Oxidation states and trends in chemical reactivity

The elements of Group 16 exhibit a number of oxidation states (Table 7.6). The stability of -2 oxidation state decreases down the group. Polonium hardly shows –2 oxidation state. Since electronegativity of oxygen is very high, it shows only negative oxidation state as –2 except in the case of OF₂ where its oxidation state is + 2. Other elements of the group exhibit + 2, + 4, + 6 oxidation states but + 4 and + 6 are more common. Sulphur, selenium and tellurium usually show + 4 oxidation state in their compounds with oxygen and + 6 with fluorine. The stability of + 6 oxidation state decreases down the group and stability of + 4 oxidation state increases (inert pair effect). Bonding in +4 and +6 oxidation states is primarily covalent.

Anomalous behaviour of oxygen

The anomalous behaviour of oxygen, like other members of p-block present in second period is due to its small size and high electronegativity. One typical example of effects of small size and high electronegativity is the presence of strong hydrogen bonding in H₂O which is not found in H₂S.

The absence of d orbitals in oxygen limits its covalency to four and in practice, rarely exceeds two. On the other hand, in case of other elements of the group, the valence shells can be expanded and covalence exceeds four.

(1) Reactivity with hydrogen: All the elements of Group 16 form hydrides of the type H₂E (E = O, S, Se, Te, Po). Some properties of hydrides are given in Table 7.7. Their acidic character increases from H₂O to H₂Te. The increase in acidic character can be explained in terms of decrease in bond enthalpy for the dissociation of H–E bond down the group. Owing to the decrease in enthalpy for the dissociation of H–E bond down the group, the thermal stability of hydrides also decreases from H₂O to H₂Po. All the hydrides except water possess reducing property and this character increases from H₂S to H₂Te.

                        Table 7.7: Properties of Hydrides of Group 16 Elements 

(2) Reactivity with oxygen: All these elements form oxides of the EO₂ and EO₃ types where E = S, Se, Te or Po. Ozone (O₃) and sulphur dioxide (SO₂) are gases while selenium dioxide (SeO₂) is solid. Reducing property of dioxide decreases from SO₂ to TeO₂; SO₂ is reducing while TeO₂ is an oxidising agent. Besides EO₂ type, sulphur, selenium and tellurium also form EO₃ type oxides (SO₃, SeO₃, TeO₃). Both types of oxides are acidic in nature.

(3) Reactivity towards the halogens: Elements of Group 16 form a large number of halides of the type, EX₆, EX₄ and EX₂ where E is an element of the group and X is a halogen. The stability of the halides decreases in the order F^– > Cl^– > Br^– > I^–. Amongst hexahalides, hexafluorides are the only stable halides. All hexafluorides are gaseous in nature. They have octahedral structure. Sulphur hexafluoride, SF₆ is exceptionally stable for steric reasons.

**Collected data:**
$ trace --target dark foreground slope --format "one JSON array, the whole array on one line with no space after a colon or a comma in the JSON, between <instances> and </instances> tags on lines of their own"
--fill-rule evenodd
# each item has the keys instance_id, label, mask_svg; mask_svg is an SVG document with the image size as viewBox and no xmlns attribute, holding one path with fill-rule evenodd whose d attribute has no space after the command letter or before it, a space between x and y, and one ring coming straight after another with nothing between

**Explore the material:**
A. In the passage on Group 16 oxidation states, what oxidation state does oxygen have in OF₂?
B. Continue the passage on Group 16 elements from where it stops.
The listing is not needed for any of this.

**Responses in order:**
A. +2

B.
Amongst tetrafluorides, SF₄ is a gas, SeF₄ a liquid and TeF₄ a solid. These fluorides have sp³d hybridisation and thus, have trigonal bipyramidal structures in which one of the equatorial positions is occupied by a lone pair of electrons. This geometry is also regarded as see-saw geometry.

All elements except oxygen form dichlorides and dibromides. These dihalides are formed by sp³ hybridisation and thus, have tetrahedral structure. The well known monohalides are dimeric in nature. Examples are S₂F₂, S₂Cl₂, S₂Br₂, Se₂Cl₂ and Se₂Br₂. These dimeric halides undergo disproportionation as given below:

2Se₂Cl₂ \(\to\) SeCl₄ + 3Se

EXAMPLE 11

H₂S is less acidic than H₂Te. Why?

SOLUTION

Due to the decrease in bond (E–H) dissociation enthalpy down the group, acidic character increases.

INTEXT QUESTION

List the important sources of sulphur.

Write the order of thermal stability of the hydrides of Group 16 elements.

Why is H₂O a liquid and H₂S a gas ?

Dioxygen

Preparation

Dioxygen can be obtained in the laboratory by the following ways:

(1) By heating oxygen containing salts such as chlorates, nitrates and permanganates.

(2) By the thermal decomposition of the oxides of metals low in the electrochemical series and higher oxides of some metals.

2Ag₂O(s)  \(\to\) 4Ag(s) + O₂(g);             2Pb₃O₄(s)  \(\to\) 6PbO(s) + O₂(g)

2HgO(s) \(\to\) 2Hg(l) + O₂(g) ;             2PbO₂(s) \(\to\) 2PbO(s) + O₂(g)

(3) Hydrogen peroxide is readily decomposed into water and dioxygen by catalysts such as finely divided metals and manganese dioxide.

2H₂O₂(aq) \(\to\) 2H₂O(1) + O₂(g)             

On large scale it can be prepared from water or air. Electrolysis of water leads to the release of hydrogen at the cathode and oxygen at the anode.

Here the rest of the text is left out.